─── Quoted passage ───

The authors note two implications of the study. First, policies can provoke not only long-run distortions (e.g. increases in babies born) but short-run distortions from gaming of the system. Second, the "baby bump" constituted a large disruption in regular procedures in maternity hospitals and staff; they don't find effects on infant mortality, but they suggest that the event could be useful for studying the effects of under-staffing in hospitals.
My first thought in reading the paper was that it was a cautionary tale for regression discontinuity design. The setup of the study has the flavor of David Card et al's paper "Does Medicare Save Lives?," discussed on this blog by the intrepid John Graves, in which the authors examine the outcomes of patients who need medical procedures right around the time when they become eligible to receive Medicare benefits; they find that patients who were barely old enough to receive the benefits do considerably better than the ones who were too young. I figured this study was probably a failed attempt to do something similar, ie to study the effect of extra income on child mortality or other outcomes by comparing kids born just before and after the benefit was handed out. This sort of thing doesn't work when the subjects are able to sort around the threshold. In this case, the parents who gave birth just after the cutoff may have been more desperate for money, or had more power with the doctors, or perhaps were generally more in tune with political events, such that differences in outcomes between recipients and non-recipients of the bonus could be due to these factors and not the bonus itself. In Card et al's case, they focused on emergency procedures that could not have been delayed; this study shows that for many people childbirth is quite postponable. So in addition to the implications Gans and Leigh draw in their conclusion, I would add that this is another case where an RDD-style approach is complicated because subjects can effectively sort.
I do think you could examine the effect of the bonus on child outcomes if you looked at kids born at least 3 weeks before and after the cutoff date, a point at which the sorting is probably not that big of a deal. And date of birth is probably not itself a strong confounder for whatever you want to study, so there are limited advantages to focusing in on the threshold anyway.
At any rate, it appears my initial impression -- that the paper is the artifact of a failed RDD project -- was wrong: the authors have done other examinations of how events affect birth patterns (the effect of the millennium on conceptions, births and deaths, and the ability of parents to move births from inauspicious days like Feb 29 and April 1).

─── Extracted records ───

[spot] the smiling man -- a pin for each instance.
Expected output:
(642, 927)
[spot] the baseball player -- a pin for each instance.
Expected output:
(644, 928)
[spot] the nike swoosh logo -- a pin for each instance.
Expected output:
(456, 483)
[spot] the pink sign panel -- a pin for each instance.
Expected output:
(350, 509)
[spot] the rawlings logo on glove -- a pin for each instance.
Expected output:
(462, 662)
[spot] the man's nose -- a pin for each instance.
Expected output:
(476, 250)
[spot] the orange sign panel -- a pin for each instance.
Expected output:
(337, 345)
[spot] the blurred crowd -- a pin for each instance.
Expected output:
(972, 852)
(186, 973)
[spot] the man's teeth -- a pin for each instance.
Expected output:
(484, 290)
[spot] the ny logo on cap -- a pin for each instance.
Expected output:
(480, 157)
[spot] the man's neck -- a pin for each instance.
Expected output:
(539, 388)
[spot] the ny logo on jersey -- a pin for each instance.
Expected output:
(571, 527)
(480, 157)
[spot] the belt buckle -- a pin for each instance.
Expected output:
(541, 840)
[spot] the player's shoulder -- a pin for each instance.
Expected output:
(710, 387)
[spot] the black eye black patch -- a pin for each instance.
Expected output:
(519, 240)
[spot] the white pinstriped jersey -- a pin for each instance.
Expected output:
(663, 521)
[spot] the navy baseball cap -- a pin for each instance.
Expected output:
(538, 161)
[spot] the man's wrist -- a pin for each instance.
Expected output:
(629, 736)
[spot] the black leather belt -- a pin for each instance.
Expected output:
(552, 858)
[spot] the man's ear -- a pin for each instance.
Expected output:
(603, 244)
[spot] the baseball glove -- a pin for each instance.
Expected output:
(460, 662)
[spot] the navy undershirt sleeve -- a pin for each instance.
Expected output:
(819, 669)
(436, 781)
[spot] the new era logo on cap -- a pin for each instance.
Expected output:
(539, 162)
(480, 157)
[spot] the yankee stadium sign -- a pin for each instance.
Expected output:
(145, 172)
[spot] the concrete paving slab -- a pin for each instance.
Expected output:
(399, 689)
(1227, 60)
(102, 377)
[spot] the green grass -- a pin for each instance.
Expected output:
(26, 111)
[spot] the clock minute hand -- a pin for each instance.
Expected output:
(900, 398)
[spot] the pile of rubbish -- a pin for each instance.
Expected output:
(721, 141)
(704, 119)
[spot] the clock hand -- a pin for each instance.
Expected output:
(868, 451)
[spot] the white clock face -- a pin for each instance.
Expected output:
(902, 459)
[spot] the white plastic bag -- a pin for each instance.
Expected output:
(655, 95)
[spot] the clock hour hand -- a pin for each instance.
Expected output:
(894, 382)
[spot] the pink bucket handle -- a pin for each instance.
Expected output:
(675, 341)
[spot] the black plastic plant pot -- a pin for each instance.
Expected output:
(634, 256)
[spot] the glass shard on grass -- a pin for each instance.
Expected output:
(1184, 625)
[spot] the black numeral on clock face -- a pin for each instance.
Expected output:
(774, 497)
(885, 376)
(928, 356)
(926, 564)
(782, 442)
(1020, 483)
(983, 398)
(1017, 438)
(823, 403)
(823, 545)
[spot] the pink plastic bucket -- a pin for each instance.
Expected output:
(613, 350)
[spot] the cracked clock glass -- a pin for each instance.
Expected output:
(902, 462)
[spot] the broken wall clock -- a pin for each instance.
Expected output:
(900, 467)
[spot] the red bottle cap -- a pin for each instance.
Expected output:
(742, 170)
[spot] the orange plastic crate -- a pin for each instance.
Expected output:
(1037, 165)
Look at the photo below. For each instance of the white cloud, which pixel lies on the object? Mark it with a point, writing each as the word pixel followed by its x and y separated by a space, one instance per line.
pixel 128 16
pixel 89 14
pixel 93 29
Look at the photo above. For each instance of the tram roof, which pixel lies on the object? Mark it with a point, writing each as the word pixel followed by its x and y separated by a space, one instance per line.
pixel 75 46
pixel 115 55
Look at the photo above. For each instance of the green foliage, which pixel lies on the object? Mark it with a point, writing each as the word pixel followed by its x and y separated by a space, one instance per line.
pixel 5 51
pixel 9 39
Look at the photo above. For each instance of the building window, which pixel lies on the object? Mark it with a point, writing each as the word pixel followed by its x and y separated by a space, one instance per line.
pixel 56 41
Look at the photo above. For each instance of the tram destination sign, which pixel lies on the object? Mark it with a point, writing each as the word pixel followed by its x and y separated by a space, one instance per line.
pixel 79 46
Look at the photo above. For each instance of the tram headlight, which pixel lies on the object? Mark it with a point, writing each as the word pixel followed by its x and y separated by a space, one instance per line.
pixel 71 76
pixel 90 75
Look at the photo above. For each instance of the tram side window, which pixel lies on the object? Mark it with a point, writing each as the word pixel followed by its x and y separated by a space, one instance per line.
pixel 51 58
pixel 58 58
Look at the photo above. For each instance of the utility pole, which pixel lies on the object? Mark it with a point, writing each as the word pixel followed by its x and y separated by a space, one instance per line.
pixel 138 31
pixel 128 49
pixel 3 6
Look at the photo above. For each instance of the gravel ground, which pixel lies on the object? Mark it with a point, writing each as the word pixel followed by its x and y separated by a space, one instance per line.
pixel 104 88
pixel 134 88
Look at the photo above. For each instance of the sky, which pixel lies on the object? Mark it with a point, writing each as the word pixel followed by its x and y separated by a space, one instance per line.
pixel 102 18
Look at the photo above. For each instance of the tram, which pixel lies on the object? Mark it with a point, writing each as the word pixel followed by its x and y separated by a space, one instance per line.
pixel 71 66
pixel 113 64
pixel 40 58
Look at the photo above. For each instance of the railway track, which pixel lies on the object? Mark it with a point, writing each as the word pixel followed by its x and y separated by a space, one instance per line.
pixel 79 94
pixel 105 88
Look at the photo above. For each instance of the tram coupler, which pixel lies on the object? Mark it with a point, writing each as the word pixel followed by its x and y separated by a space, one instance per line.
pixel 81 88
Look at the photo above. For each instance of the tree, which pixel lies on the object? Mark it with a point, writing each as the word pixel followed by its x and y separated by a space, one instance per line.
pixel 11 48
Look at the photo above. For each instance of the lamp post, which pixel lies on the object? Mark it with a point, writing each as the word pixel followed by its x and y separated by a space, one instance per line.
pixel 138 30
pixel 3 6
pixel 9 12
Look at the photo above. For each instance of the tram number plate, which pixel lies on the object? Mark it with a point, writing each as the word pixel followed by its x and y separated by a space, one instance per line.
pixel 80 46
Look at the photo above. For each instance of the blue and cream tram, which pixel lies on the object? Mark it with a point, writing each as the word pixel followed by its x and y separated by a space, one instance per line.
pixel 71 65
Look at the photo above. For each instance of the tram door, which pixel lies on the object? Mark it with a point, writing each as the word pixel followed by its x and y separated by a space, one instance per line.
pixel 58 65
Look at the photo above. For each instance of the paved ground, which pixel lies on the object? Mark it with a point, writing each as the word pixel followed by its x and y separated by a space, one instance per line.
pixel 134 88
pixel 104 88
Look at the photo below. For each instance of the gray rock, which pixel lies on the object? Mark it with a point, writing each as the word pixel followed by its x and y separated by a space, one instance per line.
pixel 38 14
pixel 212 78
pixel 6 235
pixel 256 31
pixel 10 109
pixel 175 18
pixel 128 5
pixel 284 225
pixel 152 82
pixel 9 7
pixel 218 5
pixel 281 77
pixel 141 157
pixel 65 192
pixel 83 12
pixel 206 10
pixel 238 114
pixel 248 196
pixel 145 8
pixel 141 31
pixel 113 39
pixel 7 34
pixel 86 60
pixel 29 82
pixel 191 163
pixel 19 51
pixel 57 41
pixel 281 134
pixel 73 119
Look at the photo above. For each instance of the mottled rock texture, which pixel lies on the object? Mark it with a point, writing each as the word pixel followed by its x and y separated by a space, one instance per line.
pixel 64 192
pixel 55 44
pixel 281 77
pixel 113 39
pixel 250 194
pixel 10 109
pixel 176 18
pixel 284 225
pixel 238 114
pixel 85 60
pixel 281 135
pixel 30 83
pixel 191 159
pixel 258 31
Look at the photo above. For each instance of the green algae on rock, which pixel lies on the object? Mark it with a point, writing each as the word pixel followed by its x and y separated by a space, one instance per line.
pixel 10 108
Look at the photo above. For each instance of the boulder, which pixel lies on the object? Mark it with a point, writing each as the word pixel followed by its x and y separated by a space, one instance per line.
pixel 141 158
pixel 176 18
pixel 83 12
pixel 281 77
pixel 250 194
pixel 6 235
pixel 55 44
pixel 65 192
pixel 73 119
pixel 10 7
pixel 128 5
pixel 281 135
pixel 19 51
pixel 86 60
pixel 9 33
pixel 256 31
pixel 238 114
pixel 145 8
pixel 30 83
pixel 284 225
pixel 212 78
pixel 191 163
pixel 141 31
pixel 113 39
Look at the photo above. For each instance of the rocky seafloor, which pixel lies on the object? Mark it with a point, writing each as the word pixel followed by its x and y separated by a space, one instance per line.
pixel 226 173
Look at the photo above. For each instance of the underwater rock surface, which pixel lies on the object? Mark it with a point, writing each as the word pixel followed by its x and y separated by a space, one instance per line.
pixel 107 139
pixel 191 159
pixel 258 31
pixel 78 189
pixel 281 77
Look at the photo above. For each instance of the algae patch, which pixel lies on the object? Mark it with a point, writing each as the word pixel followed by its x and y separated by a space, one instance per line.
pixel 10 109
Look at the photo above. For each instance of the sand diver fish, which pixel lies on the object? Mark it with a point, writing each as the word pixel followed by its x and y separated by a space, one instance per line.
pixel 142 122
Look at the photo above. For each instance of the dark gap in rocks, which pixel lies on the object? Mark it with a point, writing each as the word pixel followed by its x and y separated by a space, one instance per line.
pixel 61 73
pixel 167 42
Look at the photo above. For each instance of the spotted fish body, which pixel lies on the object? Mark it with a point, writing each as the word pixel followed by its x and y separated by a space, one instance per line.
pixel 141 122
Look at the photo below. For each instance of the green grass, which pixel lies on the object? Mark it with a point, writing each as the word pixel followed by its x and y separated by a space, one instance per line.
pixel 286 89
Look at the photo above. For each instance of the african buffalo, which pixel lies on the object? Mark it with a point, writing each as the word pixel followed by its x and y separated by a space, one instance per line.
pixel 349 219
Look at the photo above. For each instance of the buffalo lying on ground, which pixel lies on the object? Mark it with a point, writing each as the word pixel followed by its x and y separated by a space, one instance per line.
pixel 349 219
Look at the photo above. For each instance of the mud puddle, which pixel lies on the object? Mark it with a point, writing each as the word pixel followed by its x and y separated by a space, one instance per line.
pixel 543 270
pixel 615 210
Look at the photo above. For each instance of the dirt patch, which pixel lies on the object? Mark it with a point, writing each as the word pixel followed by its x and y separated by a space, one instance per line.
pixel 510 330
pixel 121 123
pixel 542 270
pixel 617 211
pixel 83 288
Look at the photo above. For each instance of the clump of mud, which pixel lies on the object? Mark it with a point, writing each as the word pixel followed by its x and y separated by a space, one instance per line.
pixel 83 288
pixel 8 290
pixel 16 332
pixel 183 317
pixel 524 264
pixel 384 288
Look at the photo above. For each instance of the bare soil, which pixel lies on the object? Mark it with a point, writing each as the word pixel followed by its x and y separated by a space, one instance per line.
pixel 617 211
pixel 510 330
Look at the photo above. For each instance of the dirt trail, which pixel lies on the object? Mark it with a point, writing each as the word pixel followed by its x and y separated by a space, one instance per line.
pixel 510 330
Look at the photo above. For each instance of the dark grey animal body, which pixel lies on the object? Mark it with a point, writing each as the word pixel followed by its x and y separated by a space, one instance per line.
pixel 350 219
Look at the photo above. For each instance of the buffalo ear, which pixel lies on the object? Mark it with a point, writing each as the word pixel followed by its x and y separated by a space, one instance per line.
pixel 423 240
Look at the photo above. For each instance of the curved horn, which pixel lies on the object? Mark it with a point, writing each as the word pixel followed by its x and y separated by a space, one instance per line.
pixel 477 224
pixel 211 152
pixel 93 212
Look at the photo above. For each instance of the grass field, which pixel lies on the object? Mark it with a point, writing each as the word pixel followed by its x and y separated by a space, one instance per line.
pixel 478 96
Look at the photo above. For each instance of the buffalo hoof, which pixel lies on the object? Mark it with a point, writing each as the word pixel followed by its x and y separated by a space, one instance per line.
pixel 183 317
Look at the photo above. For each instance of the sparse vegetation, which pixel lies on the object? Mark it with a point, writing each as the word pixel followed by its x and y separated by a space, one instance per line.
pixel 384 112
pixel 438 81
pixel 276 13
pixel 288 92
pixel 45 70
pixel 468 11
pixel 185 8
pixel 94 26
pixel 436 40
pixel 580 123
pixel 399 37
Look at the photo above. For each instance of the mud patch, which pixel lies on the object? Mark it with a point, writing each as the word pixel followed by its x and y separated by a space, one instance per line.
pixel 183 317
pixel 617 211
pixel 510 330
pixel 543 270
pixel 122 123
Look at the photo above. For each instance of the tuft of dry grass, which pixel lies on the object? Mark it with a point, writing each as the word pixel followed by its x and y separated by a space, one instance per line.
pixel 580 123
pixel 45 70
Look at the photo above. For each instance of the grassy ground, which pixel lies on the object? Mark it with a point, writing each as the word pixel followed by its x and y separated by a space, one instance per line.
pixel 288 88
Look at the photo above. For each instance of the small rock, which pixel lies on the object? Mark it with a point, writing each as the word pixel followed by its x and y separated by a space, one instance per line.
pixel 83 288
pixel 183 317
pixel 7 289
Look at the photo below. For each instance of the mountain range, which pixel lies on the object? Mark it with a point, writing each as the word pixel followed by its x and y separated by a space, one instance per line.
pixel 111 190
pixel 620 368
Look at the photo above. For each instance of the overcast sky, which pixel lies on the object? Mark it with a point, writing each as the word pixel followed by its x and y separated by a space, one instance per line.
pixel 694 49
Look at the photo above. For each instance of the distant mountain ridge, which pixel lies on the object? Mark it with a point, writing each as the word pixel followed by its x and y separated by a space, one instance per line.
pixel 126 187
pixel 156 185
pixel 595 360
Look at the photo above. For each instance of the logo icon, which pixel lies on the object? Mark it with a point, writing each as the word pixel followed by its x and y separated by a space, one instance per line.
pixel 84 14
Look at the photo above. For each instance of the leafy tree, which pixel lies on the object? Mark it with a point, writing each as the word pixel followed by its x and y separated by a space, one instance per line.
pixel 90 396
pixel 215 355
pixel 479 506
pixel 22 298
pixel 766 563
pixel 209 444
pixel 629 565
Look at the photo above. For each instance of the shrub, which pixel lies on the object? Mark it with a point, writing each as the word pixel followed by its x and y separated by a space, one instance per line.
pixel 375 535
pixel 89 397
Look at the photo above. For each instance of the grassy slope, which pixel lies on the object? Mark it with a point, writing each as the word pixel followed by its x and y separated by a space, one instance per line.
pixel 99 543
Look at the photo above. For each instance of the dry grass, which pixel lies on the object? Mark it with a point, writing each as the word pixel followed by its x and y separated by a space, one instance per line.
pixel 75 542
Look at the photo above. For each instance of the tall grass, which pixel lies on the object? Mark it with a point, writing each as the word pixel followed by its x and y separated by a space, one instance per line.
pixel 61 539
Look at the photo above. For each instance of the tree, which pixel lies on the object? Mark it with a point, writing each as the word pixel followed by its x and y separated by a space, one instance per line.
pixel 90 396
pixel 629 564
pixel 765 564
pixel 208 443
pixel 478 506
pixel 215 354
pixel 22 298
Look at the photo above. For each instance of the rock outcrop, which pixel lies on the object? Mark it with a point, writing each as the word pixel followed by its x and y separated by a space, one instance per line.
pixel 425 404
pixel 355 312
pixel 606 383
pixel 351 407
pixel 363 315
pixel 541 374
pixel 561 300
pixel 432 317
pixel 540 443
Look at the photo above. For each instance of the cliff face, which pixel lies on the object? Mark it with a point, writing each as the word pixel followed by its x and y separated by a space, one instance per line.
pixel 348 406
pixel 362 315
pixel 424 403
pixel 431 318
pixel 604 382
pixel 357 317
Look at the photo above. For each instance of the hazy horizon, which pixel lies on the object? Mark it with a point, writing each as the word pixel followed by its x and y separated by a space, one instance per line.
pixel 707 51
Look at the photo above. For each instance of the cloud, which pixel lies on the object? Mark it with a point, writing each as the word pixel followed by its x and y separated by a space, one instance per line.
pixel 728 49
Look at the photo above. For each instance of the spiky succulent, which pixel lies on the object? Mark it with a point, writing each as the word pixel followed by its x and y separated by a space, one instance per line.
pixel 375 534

───

▶ _Required action_: Return the passage of the post about the baby bonus study from "I do think you" to "the threshold anyway.". The material has no connection to the post about the baby bonus study.

▶ _Exercise answer_:
I do think you could examine the effect of the bonus on child outcomes if you looked at kids born at least 3 weeks before and after the cutoff date, a point at which the sorting is probably not that big of a deal. And date of birth is probably not itself a strong confounder for whatever you want to study, so there are limited advantages to focusing in on the threshold anyway.